### Work request
In the album review, which country quartet sings the vocal harmonies on songs like "Someday" and "My Aeroplane"?

### Quoted passage
◇ ◇ ◇ ◇ ◇
- The Washington Times - Monday, January 22, 2007

John Mellencamp

Freedom’s Road

Universal Republic

“Freedom’s Road,” John Mellencamp’s first album in six years, has Important written all over it.

Its cover, a motley, sepia-colored photographic montage, looks a lot like that of the Rolling Stones’ Americana masterpiece “Exile on Main Street,” while panoramic song titles such as “The Americans,” “Forgiveness” and “Jim Crow” scream of significance.

What about the inside? Stripped of its broader ambitions, “Freedom’s Road” is Mr. Mellencamp’s most satisfying, evenly rocking set since 1993’s underrated “Human Wheels.”

The recordings sound live and hot; the guitars are sinewy, with tones drenched in reverb; the percussion is tight, boomy and filled out with infectious shakes, claps and rattles. Songs like “Someday” and “My Aeroplane” have the kind of earthy grooves — and those inspiriting communal vocal harmonies, here provided by the country quartet Little Big Town — that have made Mr. Mellencamp’s musical idiom so refreshingly funky since the days of “Lonesome Jubilee.”

Yet Mr. Mellencamp clearly wants to serve “Freedom’s Road” as an intellectual whole — not like some cafeteria of songs that you’re permitted to munch on your own terms. And what seems like a glaring irregularity for the veteran rock star — his decision to introduce the anthem-like single “Our Country” via an anodyne Chevy truck commercial — is indicative of just how much the 55-year-old Mr. Mellencamp wants the public to hear this record.

Ever combative, he comes out swinging with raw topicality. On the darkly shuffling title track, he slams the Bush administration’s haziness on matters of torture: “You can drop your bombs/You can beat people senseless/That won’t get you anywhere.”

On the hair-raising, minor-key “Jim Crow,” Mr. Mellencamp and activist folk legend Joan Baez perform a duet about lingering racism: “You can call it what you want to, but it’s still a minstrel show.”
◇ ◇ ◇ ◇ ◇
### Dataset section
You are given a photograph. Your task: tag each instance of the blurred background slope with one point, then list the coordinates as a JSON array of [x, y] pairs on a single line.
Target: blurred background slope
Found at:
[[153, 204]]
◇ ◇ ◇ ◇ ◇
### The answer
Little Big Town